What to produce: Rewrite the listing below from the line with "Pin the table" through the end, changing "table lamp" to "desk lamp" and keeping everything else the same. Leave the pictures out.

Listed records:
══════════

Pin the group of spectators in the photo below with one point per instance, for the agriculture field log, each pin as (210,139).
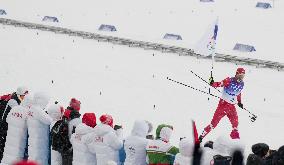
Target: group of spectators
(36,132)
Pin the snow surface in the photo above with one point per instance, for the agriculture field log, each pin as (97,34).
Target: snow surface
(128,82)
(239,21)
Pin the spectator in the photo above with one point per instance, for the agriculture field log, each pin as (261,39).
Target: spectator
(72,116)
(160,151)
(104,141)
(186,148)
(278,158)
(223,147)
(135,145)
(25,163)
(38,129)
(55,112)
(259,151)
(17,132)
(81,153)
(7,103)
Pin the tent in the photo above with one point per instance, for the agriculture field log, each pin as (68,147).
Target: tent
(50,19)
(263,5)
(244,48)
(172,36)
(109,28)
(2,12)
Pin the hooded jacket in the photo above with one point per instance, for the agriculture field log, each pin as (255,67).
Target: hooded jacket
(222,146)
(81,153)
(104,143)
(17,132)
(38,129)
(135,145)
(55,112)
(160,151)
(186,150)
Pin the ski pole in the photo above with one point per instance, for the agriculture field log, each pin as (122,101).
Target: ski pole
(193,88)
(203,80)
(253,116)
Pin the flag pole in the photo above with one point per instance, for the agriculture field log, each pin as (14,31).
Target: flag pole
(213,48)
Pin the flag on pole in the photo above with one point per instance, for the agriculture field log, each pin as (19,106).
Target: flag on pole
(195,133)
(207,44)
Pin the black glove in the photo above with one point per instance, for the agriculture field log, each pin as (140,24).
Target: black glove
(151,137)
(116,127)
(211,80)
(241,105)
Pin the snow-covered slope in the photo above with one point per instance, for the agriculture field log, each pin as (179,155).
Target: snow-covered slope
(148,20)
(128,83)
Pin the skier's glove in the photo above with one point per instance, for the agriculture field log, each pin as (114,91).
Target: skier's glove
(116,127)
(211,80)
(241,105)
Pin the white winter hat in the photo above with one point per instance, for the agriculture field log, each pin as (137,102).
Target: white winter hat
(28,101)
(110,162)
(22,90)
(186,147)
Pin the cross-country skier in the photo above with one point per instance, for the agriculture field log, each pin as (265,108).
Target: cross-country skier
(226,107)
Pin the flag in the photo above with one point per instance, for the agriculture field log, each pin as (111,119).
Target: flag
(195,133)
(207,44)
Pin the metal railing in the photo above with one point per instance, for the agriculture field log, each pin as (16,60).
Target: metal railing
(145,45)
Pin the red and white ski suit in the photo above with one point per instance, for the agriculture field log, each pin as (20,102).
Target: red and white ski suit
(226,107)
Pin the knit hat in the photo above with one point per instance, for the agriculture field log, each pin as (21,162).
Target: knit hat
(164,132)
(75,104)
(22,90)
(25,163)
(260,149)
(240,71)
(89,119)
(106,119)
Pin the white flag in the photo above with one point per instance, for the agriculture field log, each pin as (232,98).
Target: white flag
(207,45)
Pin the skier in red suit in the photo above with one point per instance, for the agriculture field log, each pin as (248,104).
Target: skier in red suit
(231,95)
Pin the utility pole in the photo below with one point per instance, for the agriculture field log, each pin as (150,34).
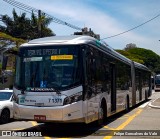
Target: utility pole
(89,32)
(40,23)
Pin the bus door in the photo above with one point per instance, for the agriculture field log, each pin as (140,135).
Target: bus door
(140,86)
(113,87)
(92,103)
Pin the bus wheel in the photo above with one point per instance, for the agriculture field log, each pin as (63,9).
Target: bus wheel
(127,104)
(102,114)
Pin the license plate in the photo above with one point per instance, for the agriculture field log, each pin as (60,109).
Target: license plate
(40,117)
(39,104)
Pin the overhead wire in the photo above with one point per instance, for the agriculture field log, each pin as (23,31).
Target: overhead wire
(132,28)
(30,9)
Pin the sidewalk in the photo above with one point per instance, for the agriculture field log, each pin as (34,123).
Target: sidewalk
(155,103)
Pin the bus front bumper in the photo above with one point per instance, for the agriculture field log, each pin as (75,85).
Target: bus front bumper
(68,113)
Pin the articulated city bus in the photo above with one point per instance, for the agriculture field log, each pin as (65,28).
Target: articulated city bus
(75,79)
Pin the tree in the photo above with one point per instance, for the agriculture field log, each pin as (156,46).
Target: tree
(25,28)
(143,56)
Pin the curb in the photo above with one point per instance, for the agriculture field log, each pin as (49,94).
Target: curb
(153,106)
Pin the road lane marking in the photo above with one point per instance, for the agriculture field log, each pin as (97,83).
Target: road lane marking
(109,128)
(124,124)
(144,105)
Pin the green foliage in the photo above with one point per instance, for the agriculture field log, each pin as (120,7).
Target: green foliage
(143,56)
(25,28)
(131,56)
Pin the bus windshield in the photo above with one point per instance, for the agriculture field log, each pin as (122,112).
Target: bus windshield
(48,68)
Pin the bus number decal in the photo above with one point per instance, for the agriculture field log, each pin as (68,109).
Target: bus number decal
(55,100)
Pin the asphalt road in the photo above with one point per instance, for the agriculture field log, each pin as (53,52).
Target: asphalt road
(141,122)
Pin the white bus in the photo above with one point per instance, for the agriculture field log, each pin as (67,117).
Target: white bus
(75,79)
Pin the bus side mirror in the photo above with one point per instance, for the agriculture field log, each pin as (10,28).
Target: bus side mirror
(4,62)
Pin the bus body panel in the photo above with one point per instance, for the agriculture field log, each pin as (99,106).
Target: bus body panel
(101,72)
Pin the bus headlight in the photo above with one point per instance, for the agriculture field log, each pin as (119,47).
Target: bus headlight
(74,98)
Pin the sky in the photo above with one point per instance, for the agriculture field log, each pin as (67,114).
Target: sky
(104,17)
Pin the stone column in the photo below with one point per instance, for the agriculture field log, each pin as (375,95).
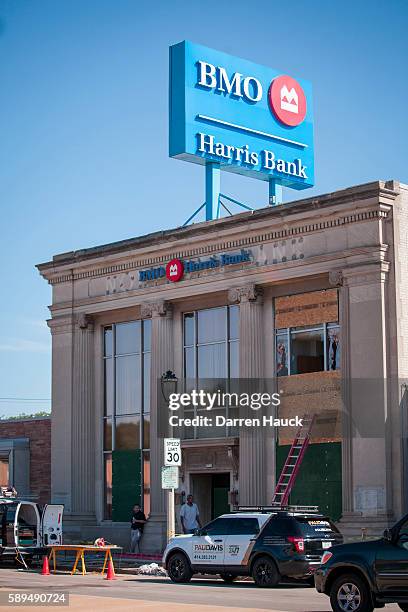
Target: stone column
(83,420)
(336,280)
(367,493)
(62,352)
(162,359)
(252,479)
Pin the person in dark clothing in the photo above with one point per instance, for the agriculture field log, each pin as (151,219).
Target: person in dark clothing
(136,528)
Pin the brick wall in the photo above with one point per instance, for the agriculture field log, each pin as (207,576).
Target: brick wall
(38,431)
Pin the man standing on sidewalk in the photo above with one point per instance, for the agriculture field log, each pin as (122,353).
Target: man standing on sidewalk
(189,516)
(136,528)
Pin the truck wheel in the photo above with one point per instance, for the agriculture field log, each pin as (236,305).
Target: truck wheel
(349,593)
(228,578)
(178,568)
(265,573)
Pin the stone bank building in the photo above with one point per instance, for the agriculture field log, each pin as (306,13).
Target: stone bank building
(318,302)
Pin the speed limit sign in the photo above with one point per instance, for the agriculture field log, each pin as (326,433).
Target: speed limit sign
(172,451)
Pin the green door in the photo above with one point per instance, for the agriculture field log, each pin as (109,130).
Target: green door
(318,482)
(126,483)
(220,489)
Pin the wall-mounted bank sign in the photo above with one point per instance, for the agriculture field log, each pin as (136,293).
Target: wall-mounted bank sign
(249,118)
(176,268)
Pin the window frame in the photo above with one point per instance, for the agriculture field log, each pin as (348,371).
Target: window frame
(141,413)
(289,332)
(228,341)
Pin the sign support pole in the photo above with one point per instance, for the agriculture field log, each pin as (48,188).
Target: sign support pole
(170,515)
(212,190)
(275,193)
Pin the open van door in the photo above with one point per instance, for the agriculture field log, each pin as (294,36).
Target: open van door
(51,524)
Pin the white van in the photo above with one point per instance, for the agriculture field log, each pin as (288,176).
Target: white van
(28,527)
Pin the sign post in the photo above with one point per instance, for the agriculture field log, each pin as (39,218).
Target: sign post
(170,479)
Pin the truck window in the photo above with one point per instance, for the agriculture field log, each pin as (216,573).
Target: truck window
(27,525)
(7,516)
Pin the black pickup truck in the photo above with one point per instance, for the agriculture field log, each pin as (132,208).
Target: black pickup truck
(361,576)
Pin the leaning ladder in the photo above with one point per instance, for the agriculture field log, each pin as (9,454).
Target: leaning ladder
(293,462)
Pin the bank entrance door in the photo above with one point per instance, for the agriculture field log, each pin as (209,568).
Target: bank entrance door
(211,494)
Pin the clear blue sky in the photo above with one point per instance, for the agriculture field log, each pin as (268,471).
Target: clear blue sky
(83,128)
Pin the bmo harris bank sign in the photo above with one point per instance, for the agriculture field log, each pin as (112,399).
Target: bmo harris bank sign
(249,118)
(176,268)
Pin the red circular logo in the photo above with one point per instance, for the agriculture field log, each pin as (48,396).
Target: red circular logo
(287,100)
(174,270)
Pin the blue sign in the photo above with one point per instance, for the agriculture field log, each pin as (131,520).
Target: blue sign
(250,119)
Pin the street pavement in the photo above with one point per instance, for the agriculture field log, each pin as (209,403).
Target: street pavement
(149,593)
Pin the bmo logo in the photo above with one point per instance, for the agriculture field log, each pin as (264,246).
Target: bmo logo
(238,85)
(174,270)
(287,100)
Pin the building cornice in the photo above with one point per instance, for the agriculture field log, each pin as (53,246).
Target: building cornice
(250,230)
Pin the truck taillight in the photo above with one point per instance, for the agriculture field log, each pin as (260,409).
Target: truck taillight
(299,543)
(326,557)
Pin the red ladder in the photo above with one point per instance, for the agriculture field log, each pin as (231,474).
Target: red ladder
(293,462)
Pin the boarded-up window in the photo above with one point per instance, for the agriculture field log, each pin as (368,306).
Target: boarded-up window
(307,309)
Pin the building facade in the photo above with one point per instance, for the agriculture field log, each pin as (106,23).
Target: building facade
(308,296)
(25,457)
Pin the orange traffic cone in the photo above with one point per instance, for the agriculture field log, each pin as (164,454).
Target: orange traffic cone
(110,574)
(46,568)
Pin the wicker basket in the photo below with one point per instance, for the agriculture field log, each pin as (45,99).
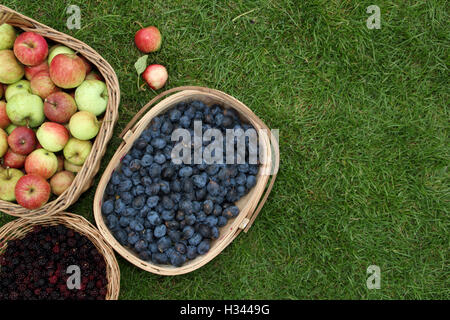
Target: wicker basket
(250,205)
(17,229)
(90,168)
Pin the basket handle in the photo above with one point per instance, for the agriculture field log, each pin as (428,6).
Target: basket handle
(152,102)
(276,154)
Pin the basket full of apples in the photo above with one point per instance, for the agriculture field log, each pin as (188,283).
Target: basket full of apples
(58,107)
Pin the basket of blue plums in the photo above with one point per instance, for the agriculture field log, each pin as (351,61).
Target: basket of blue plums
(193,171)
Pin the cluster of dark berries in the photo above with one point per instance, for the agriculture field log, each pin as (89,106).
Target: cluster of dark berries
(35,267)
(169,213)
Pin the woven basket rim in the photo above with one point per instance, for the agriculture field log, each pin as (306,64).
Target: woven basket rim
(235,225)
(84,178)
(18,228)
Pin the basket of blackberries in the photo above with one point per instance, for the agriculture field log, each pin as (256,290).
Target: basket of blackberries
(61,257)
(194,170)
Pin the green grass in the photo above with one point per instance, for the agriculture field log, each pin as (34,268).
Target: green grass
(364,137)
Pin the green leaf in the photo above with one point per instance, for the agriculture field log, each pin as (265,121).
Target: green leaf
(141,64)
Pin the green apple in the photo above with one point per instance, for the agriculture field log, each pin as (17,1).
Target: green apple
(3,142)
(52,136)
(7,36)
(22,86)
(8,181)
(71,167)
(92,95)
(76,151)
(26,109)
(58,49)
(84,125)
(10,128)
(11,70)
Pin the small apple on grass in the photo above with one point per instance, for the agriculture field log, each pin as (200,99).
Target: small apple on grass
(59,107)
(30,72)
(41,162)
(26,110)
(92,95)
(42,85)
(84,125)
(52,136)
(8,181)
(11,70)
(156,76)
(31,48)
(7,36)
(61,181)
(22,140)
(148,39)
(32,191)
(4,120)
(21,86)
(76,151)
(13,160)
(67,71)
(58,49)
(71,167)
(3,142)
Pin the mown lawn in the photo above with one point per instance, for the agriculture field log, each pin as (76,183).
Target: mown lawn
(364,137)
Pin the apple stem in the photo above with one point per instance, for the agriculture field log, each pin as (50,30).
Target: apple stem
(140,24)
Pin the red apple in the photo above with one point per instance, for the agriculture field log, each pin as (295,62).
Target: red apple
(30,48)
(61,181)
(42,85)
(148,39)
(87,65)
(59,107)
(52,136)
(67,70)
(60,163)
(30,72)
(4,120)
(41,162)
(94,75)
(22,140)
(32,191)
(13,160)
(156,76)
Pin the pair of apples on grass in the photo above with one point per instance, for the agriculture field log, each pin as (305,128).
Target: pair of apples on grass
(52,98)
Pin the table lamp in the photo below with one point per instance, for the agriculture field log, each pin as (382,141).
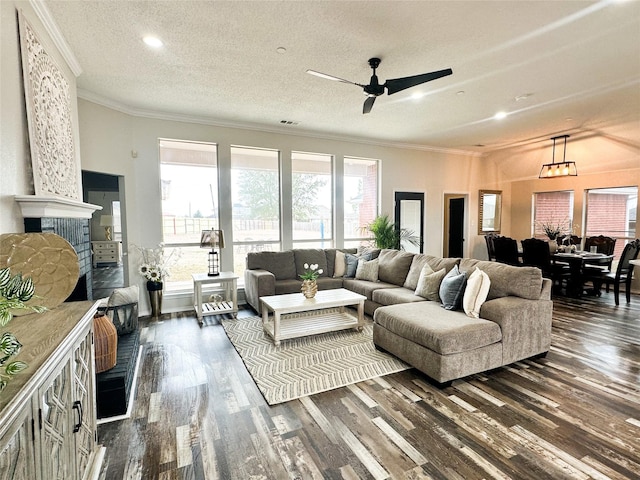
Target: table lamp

══════════

Solved problem:
Pin the desk lamp in the photo below with one point per instance, for the agriculture field log, each pin as (382,141).
Target: desk lamp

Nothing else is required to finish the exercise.